++++ MATERIAL SUPPLIED

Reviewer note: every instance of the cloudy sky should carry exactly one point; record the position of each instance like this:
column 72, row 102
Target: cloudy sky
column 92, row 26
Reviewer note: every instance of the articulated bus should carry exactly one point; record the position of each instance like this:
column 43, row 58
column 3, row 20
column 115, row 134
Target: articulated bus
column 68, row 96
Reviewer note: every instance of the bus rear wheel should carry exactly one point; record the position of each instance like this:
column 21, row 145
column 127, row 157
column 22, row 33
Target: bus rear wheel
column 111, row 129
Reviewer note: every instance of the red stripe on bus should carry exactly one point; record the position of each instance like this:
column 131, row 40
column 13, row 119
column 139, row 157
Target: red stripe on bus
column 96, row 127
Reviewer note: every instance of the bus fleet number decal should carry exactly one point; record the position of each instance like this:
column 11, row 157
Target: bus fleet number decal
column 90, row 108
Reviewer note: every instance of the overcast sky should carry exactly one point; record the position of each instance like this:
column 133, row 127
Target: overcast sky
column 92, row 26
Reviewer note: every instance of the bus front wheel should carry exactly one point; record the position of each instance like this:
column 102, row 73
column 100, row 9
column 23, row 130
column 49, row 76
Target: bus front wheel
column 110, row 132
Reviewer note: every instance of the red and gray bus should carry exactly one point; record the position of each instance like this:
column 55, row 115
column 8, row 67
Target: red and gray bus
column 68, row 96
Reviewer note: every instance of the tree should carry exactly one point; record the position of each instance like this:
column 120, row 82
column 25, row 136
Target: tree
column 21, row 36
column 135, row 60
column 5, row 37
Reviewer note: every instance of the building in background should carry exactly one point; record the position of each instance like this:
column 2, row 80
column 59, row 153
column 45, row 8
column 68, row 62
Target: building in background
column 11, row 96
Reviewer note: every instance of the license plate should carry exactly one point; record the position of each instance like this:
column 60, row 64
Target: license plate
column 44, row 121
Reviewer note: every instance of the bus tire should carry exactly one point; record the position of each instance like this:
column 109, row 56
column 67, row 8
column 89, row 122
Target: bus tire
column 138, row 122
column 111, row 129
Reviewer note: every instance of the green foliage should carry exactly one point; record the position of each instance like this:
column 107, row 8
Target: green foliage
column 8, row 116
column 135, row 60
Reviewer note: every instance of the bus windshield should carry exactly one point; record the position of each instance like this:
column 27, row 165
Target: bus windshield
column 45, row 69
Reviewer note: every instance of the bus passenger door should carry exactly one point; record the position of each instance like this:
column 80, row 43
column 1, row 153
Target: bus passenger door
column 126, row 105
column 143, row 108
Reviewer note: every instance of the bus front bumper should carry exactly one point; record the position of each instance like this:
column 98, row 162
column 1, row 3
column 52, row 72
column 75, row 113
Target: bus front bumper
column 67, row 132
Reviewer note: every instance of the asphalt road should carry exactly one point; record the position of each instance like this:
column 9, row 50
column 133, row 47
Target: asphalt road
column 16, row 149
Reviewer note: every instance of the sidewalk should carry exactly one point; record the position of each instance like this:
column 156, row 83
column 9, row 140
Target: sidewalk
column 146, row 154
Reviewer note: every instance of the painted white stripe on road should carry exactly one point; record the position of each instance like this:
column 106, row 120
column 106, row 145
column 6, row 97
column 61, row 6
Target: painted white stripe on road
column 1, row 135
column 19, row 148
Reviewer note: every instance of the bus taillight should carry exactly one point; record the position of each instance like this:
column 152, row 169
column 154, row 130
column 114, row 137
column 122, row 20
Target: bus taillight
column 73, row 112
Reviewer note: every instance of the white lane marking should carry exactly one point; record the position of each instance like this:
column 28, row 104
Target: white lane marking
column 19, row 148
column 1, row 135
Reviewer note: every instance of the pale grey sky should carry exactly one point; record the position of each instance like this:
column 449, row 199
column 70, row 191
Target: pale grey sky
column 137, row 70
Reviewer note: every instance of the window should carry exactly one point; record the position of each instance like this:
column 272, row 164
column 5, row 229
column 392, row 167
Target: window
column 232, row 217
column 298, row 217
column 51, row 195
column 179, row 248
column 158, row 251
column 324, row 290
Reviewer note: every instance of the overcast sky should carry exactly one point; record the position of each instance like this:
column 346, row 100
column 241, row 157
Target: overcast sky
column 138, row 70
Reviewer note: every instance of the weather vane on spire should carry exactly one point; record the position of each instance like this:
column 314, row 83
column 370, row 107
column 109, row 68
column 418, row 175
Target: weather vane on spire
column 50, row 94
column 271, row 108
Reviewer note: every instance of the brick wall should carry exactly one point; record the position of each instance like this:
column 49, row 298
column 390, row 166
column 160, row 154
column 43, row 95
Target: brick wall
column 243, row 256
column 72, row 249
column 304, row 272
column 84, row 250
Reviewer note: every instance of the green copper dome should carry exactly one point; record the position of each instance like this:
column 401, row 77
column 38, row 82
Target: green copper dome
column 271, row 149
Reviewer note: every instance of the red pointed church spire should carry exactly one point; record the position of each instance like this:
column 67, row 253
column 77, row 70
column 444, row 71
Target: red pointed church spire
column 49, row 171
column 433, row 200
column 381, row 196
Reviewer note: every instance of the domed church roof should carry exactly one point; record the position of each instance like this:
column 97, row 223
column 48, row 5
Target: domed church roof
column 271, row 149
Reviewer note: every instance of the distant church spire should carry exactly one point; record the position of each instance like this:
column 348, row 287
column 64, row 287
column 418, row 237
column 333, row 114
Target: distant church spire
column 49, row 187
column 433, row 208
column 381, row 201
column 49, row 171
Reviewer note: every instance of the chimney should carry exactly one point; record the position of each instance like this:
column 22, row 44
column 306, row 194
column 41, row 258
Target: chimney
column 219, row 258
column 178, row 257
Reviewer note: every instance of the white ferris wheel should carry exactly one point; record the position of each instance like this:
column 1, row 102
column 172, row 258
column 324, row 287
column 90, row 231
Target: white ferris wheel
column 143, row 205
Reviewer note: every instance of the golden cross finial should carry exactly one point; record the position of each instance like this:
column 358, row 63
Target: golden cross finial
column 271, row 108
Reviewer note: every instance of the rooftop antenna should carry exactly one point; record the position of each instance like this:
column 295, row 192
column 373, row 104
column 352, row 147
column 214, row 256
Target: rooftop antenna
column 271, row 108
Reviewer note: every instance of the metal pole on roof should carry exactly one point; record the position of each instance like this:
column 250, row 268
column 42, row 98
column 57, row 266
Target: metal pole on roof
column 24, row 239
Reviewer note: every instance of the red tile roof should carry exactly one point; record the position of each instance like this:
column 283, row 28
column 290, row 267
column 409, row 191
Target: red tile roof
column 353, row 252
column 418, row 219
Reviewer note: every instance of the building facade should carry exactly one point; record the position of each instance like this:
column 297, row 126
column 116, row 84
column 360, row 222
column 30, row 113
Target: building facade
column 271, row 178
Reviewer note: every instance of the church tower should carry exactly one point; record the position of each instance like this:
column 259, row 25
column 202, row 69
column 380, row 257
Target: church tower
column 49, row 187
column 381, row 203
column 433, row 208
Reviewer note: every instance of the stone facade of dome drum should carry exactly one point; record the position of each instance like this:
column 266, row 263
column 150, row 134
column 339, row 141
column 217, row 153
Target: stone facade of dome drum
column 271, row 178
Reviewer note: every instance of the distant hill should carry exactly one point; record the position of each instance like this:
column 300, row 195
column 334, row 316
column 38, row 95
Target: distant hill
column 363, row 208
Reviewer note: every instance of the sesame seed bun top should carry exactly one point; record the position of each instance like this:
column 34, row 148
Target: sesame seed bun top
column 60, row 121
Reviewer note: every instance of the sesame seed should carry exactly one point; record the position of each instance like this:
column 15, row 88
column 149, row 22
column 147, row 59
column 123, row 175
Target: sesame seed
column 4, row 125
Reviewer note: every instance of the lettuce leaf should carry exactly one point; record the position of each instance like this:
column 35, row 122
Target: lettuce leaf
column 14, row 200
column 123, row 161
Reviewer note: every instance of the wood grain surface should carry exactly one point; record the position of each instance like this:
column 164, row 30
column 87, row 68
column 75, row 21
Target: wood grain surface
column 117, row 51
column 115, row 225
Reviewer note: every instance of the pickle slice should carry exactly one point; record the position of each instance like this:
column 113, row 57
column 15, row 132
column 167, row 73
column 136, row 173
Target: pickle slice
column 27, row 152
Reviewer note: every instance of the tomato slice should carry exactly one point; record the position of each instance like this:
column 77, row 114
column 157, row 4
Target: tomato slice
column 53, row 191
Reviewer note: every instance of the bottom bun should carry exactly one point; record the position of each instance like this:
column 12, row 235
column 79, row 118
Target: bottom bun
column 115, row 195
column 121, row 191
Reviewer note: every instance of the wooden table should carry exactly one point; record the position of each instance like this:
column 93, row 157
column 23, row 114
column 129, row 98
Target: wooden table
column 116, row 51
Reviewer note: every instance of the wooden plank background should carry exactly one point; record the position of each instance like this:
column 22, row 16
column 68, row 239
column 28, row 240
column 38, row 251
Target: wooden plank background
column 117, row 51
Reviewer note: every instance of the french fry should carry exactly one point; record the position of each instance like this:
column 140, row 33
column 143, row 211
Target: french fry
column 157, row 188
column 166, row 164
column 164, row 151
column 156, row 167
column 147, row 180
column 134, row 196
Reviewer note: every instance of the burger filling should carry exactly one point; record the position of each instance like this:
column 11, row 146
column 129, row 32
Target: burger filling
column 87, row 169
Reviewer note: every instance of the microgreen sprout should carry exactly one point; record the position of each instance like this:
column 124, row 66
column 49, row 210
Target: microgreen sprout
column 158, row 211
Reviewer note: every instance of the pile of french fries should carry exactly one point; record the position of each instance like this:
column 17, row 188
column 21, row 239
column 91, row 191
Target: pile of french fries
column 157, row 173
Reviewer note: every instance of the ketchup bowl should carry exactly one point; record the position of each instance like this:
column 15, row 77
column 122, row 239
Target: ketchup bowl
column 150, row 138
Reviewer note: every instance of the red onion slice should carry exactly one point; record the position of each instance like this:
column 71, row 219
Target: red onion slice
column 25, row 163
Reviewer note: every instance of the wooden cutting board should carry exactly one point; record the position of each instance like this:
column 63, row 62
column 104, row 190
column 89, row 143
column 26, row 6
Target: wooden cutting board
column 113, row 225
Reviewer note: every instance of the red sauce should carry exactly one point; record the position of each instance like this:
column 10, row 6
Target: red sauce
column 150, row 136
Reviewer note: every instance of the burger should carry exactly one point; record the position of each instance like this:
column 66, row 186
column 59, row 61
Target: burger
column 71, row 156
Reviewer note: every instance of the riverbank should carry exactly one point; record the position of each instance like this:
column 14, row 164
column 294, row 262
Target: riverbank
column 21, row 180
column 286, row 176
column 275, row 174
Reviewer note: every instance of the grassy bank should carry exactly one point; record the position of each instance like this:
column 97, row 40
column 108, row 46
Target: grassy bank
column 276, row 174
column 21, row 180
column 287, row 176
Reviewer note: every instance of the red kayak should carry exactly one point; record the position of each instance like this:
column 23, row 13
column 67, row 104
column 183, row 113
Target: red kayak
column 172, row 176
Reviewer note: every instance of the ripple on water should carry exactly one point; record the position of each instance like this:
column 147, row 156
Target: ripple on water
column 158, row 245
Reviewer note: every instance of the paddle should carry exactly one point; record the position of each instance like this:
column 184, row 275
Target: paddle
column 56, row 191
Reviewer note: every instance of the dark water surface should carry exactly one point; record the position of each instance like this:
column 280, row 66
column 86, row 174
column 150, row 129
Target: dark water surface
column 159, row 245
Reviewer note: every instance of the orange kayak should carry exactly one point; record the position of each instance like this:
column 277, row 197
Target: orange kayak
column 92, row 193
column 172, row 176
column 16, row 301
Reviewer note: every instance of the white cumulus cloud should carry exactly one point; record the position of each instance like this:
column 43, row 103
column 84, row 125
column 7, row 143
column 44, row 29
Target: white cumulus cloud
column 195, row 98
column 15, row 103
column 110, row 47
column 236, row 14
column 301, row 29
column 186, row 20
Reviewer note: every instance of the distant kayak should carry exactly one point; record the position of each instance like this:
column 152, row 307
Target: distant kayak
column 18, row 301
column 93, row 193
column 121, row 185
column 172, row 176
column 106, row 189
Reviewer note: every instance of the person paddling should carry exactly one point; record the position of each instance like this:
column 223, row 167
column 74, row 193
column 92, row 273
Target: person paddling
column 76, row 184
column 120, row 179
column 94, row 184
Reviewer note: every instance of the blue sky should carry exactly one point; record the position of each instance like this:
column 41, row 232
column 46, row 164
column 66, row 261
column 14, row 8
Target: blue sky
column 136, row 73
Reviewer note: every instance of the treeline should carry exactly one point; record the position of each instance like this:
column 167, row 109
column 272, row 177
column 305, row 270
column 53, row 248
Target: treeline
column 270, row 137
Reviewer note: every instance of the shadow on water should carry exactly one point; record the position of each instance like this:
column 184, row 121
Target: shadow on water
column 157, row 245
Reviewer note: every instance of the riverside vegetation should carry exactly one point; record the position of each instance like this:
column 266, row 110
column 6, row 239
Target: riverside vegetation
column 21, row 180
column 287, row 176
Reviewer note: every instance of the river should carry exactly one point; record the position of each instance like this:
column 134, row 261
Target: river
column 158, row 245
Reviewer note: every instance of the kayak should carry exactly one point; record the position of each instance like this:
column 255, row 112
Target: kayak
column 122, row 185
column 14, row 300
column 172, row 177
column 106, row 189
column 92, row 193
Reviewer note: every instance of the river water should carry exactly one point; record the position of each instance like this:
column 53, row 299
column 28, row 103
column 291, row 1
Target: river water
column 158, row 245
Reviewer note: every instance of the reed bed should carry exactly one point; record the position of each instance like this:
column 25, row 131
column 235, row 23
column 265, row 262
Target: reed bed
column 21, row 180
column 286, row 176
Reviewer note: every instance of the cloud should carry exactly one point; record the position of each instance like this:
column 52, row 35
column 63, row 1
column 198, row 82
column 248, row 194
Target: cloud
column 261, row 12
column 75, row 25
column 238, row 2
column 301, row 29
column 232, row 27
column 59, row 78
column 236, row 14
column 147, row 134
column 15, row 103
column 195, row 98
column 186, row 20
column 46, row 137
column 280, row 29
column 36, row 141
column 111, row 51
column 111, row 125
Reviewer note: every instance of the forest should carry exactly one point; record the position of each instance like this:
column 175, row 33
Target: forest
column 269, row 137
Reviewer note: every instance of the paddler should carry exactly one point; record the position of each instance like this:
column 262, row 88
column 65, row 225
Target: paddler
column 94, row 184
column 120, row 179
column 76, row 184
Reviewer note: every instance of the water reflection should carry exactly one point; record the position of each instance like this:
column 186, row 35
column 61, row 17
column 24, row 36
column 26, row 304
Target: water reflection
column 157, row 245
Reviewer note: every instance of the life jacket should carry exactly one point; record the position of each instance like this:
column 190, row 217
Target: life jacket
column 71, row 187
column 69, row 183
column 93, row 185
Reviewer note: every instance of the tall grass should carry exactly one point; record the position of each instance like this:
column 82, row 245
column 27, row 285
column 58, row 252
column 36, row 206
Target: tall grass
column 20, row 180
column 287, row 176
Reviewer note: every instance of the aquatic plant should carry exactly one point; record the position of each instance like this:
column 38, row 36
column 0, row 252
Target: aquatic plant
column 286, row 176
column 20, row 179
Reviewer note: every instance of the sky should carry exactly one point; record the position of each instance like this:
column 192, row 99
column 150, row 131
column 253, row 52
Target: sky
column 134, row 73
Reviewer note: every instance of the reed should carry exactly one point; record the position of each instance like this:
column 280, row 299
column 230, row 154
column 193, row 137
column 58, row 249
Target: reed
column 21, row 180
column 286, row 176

++++++++

Print the records above verbatim from their first line to the line containing "Reviewer note: every instance of the red stripe", both included, and stop there.

Reviewer note: every instance of the cloudy sky should carry exactly one point; record the position of each instance like this:
column 72, row 102
Target: cloudy sky
column 92, row 26
Reviewer note: every instance of the articulated bus should carry exactly one point; record the position of each instance like this:
column 43, row 58
column 3, row 20
column 115, row 134
Target: articulated bus
column 68, row 96
Reviewer note: every instance of the bus rear wheel should carry exactly one point; record the position of each instance like this:
column 21, row 145
column 127, row 157
column 22, row 33
Target: bus rear wheel
column 111, row 129
Reviewer note: every instance of the red stripe on bus should carry exactly one point; record the position of each instance like this:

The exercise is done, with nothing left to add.